The Lambda Pi Alumni Association established the B.E.L.S. Scholarship for the children and grandchildren of its alumni, now open to any member of the university-sanctioned Greek letter organization. B.E.L.S. stands for brotherhood/sisterhood, enlightenment, loyalty, and scholarship.

=== Notable members ===
- Danny Chauncy – member of the band 38 Special
- Mark Davis (honorary) – owner of the Las Vegas Raiders
- Dan Ostrander – presidential author
- Chuck Seufferlein – executive vice president and partner at Newmark Group
- The Tubes (honorary) – rock band
- Lani Waller – fishing guide and author
- Bill Wattenberg – inventor, engineer, author, and talk radio show host
- Don Young – United States House of Representatives for Alaska

=== CSUC distinguished alumni ===
The university has recognized nine members of Lambda Pi as distinguished alumni:

- Floyd English, Ken Lange, and Mike Strand – College of Natural Science
- Sandy Beck and Gary Griswold – College of Agriculture
- Brian Strom and Chuck Seufferlein – College of Business
- Bill Wattenberg – College of Computer Science & Technology
- Don Young – College of Communication and Education

== Controversies and member misconduct ==
In February 1961, a Black student at Chico State registered a formal complaint with the university after hearing a rumor that Black students would not be allowed to attend the annual Lamba Pi Sweetheart dance. The university convened a meeting when the fraternity and student reached an understanding that Black students were welcome to attend the dance. The fraternity gave the complaining student a free ticket to the dance. However, no Black students attended the dance, leading to new rumors that they had been denied admission. Investigations found that this was not the case; rather, Black students had been reluctant to attend the dance because it was held in Paradise, California, where Blacks had previously been "run out of town".
===============
» **WORK REQUIRED**: Continue the Lambda Pi fraternity excerpt from the point where it ends.

» **DATASET EXTRACT**:
===============
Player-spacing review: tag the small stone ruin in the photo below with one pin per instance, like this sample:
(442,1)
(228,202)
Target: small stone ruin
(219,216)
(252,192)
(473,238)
===============
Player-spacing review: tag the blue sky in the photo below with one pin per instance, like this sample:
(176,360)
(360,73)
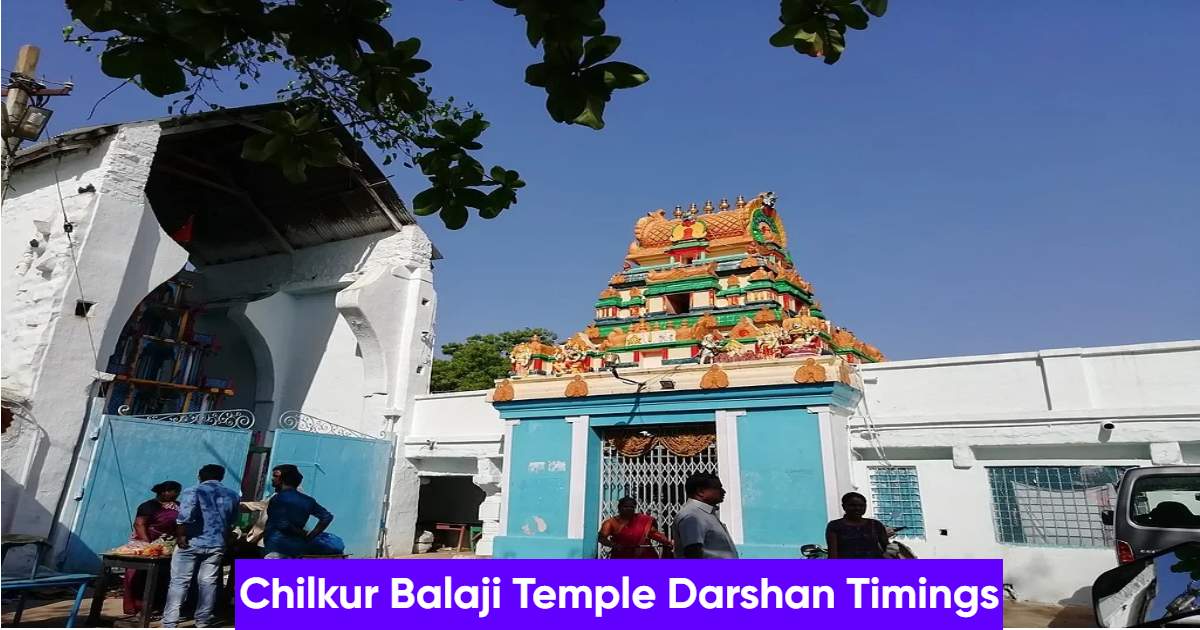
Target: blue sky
===============
» **ANSWER**:
In May 1967, a party held at the Oak Park chapter house was attended by some 4,000 people. Attendees parked in a nearby orchard, leaving debris and damaging smudge pots. The fraternity assured the orchard's owners, who had contacted the police, that they would clean up the debris. Police also instructed the orchard owner to submit an invoice to the fraternity for damages.

On November 20, 1974, an eighteen year old female student claimed that she had been raped by at least four men at a party in the fraternity's chapter house. By January 1975, six men had been indicted for the crime in by a grand jury, including five fraternity members. In February, a superior court judge dismissed the charges of five of the men (four of the fraternity brothers) based on their attorney's arguments of insufficient evidence. However, a second indictment was issued for all six on March 12, 1975. All five fraternity brothers were acquitted in September 1975, successfully claiming that the woman was a willing participant. The university expelled two of the men from all University of California campuses, suspended another, an placed a fourth on probation. Chico State placed the fraternity on probation through the spring of 1976 for "failing to exercise adequate control over its social functions." This punishment prohibited the use of university facilities and not being able to participate campus and Pioneer Week activities; however, it was allowed to continue intramural and fundraising activities.

In March 1989, the university withdrew its recognition of Lambda Pi after an alumni and several student members were arrested for selling drugs in the fraternity's house.